**Information given**

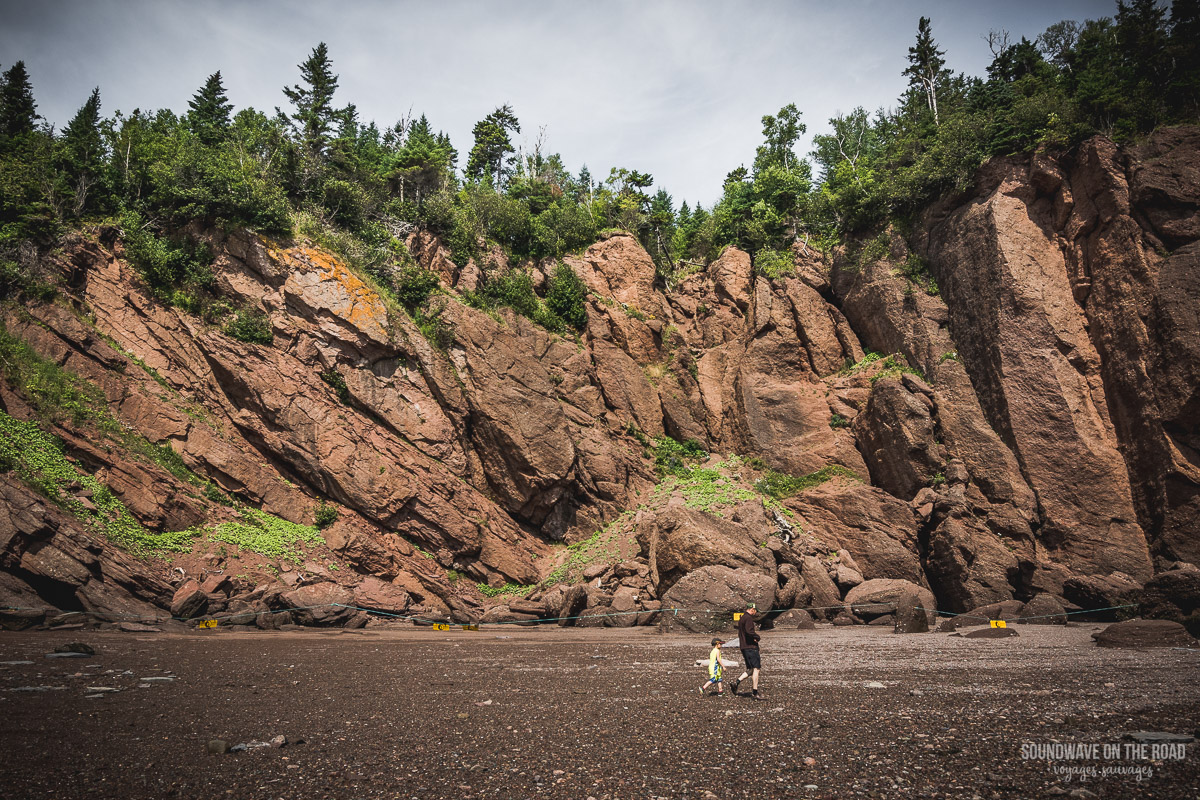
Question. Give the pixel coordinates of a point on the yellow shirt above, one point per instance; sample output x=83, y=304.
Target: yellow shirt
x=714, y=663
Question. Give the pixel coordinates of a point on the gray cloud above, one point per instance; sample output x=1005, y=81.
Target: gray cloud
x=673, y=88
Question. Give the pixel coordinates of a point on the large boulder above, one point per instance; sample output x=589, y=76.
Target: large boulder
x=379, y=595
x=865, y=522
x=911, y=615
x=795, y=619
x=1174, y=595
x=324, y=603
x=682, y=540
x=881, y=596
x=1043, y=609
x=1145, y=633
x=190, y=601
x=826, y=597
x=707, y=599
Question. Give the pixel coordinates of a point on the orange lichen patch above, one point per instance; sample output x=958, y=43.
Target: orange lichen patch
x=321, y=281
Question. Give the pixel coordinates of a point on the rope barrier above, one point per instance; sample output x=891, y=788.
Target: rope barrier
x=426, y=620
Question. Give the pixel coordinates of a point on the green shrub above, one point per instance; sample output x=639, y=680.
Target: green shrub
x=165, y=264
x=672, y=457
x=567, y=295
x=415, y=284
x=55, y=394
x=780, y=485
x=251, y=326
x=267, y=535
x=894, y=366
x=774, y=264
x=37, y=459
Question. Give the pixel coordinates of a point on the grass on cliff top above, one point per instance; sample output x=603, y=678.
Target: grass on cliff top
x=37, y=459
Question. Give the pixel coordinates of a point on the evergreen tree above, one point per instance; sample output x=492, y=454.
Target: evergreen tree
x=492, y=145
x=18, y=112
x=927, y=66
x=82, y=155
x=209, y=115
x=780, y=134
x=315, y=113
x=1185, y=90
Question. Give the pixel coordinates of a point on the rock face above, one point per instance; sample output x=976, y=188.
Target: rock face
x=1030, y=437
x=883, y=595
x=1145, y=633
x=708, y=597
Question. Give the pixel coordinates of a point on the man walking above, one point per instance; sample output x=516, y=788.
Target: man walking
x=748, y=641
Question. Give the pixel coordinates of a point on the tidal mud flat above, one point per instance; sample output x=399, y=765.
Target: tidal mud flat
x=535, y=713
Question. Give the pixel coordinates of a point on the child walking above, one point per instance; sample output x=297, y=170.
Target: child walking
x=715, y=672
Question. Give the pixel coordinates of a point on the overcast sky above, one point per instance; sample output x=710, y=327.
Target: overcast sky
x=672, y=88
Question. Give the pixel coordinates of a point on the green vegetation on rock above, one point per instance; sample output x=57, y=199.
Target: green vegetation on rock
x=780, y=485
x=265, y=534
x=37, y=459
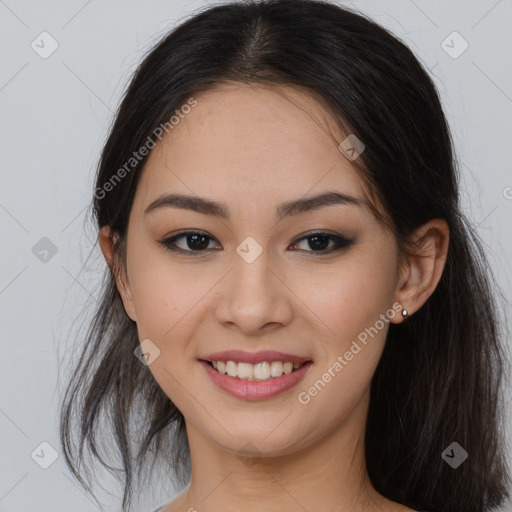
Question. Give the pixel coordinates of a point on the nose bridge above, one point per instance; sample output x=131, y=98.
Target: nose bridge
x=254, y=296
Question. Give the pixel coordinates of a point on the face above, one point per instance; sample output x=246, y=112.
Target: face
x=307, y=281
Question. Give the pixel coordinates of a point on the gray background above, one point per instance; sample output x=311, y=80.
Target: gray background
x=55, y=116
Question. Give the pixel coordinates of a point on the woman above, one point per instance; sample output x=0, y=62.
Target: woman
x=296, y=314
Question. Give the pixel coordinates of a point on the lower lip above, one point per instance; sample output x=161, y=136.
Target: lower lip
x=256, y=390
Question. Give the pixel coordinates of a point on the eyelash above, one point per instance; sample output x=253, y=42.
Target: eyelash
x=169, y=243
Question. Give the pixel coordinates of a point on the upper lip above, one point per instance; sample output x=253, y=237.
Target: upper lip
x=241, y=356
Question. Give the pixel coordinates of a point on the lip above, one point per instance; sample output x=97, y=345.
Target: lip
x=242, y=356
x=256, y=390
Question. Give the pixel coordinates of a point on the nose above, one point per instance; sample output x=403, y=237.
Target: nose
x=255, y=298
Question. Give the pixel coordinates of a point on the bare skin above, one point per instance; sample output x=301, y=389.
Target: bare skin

**Request**
Please recast the listing above as a Markdown table with the columns "Row" and "Line", numbering each row and putting the line text beside it. Skip blank lines and leave the pictures out of the table.

**Exercise answer**
| Row | Line |
|---|---|
| 1 | Question. Give the pixel coordinates of a point on the yellow shirt above, one point per instance; sample output x=83, y=304. |
| 2 | Target: yellow shirt |
| 3 | x=714, y=663 |
| 4 | Question. Give the pixel coordinates of a point on the gray cloud above, one point per instance; sample output x=1005, y=81. |
| 5 | Target: gray cloud |
| 6 | x=673, y=88 |
| 7 | Question. Give the pixel coordinates of a point on the large boulder above, one point per instance; sample output x=589, y=76. |
| 8 | Target: large boulder |
| 9 | x=379, y=595 |
| 10 | x=865, y=522 |
| 11 | x=911, y=615 |
| 12 | x=795, y=619 |
| 13 | x=1174, y=595 |
| 14 | x=324, y=603 |
| 15 | x=682, y=540 |
| 16 | x=881, y=596 |
| 17 | x=1043, y=609 |
| 18 | x=1145, y=633 |
| 19 | x=190, y=601 |
| 20 | x=826, y=597 |
| 21 | x=707, y=599 |
| 22 | Question. Give the pixel coordinates of a point on the orange lichen patch above, one point per instance; sample output x=958, y=43. |
| 23 | Target: orange lichen patch |
| 24 | x=321, y=281 |
| 25 | Question. Give the pixel coordinates of a point on the rope barrier above, one point per instance; sample output x=891, y=788. |
| 26 | Target: rope barrier |
| 27 | x=426, y=620 |
| 28 | Question. Give the pixel coordinates of a point on the green shrub above, one point per instance; sample output x=639, y=680. |
| 29 | Target: green shrub |
| 30 | x=165, y=264 |
| 31 | x=672, y=457 |
| 32 | x=567, y=295 |
| 33 | x=415, y=284 |
| 34 | x=55, y=394 |
| 35 | x=780, y=485 |
| 36 | x=251, y=326 |
| 37 | x=267, y=535 |
| 38 | x=894, y=366 |
| 39 | x=774, y=264 |
| 40 | x=37, y=459 |
| 41 | Question. Give the pixel coordinates of a point on the grass on cliff top above, one point per instance; sample output x=603, y=678. |
| 42 | Target: grass on cliff top |
| 43 | x=37, y=459 |
| 44 | Question. Give the pixel coordinates of a point on the evergreen tree above, one point per instance; sample output x=492, y=454. |
| 45 | Target: evergreen tree |
| 46 | x=492, y=145 |
| 47 | x=18, y=112 |
| 48 | x=927, y=66 |
| 49 | x=82, y=155 |
| 50 | x=209, y=115 |
| 51 | x=780, y=134 |
| 52 | x=315, y=113 |
| 53 | x=1185, y=90 |
| 54 | Question. Give the pixel coordinates of a point on the rock face above, one point per instance; sample output x=976, y=188. |
| 55 | Target: rock face |
| 56 | x=1030, y=437 |
| 57 | x=883, y=595 |
| 58 | x=1145, y=633 |
| 59 | x=708, y=597 |
| 60 | Question. Give the pixel coordinates of a point on the man walking above, one point per instance; sample output x=516, y=788. |
| 61 | Target: man walking |
| 62 | x=748, y=641 |
| 63 | Question. Give the pixel coordinates of a point on the tidal mud flat above, one point per instance; sample output x=399, y=765. |
| 64 | Target: tidal mud flat |
| 65 | x=535, y=713 |
| 66 | Question. Give the pixel coordinates of a point on the child walking above, one point per instance; sample output x=297, y=170. |
| 67 | Target: child walking |
| 68 | x=715, y=672 |
| 69 | Question. Give the pixel coordinates of a point on the overcast sky above, one point per instance; sample output x=710, y=327. |
| 70 | Target: overcast sky |
| 71 | x=672, y=88 |
| 72 | Question. Give the pixel coordinates of a point on the green vegetation on rock above, one point per instance; sample output x=57, y=199. |
| 73 | Target: green vegetation on rock |
| 74 | x=780, y=485 |
| 75 | x=265, y=534 |
| 76 | x=37, y=459 |
| 77 | Question. Give the pixel coordinates of a point on the nose bridge above, one point per instance; sample output x=131, y=98. |
| 78 | Target: nose bridge |
| 79 | x=254, y=296 |
| 80 | Question. Give the pixel coordinates of a point on the face above, one point per instance; sample output x=246, y=112. |
| 81 | Target: face |
| 82 | x=307, y=281 |
| 83 | Question. Give the pixel coordinates of a point on the gray background above, one point per instance; sample output x=311, y=80. |
| 84 | Target: gray background |
| 85 | x=55, y=116 |
| 86 | Question. Give the pixel coordinates of a point on the woman above, one point per instance; sample output x=0, y=62. |
| 87 | Target: woman |
| 88 | x=296, y=314 |
| 89 | Question. Give the pixel coordinates of a point on the lower lip above, one point per instance; sample output x=161, y=136. |
| 90 | Target: lower lip |
| 91 | x=256, y=390 |
| 92 | Question. Give the pixel coordinates of a point on the eyelash above, one point per instance; sample output x=253, y=42. |
| 93 | Target: eyelash |
| 94 | x=169, y=243 |
| 95 | Question. Give the pixel coordinates of a point on the upper lip above, one point per instance; sample output x=253, y=237. |
| 96 | Target: upper lip |
| 97 | x=241, y=356 |
| 98 | Question. Give the pixel coordinates of a point on the lip above, one point per instance; sample output x=97, y=345. |
| 99 | Target: lip |
| 100 | x=242, y=356 |
| 101 | x=256, y=390 |
| 102 | Question. Give the pixel coordinates of a point on the nose above, one point per instance; sample output x=403, y=237. |
| 103 | Target: nose |
| 104 | x=255, y=298 |
| 105 | Question. Give the pixel coordinates of a point on the bare skin above, one point per instance; sample output x=301, y=389. |
| 106 | Target: bare skin |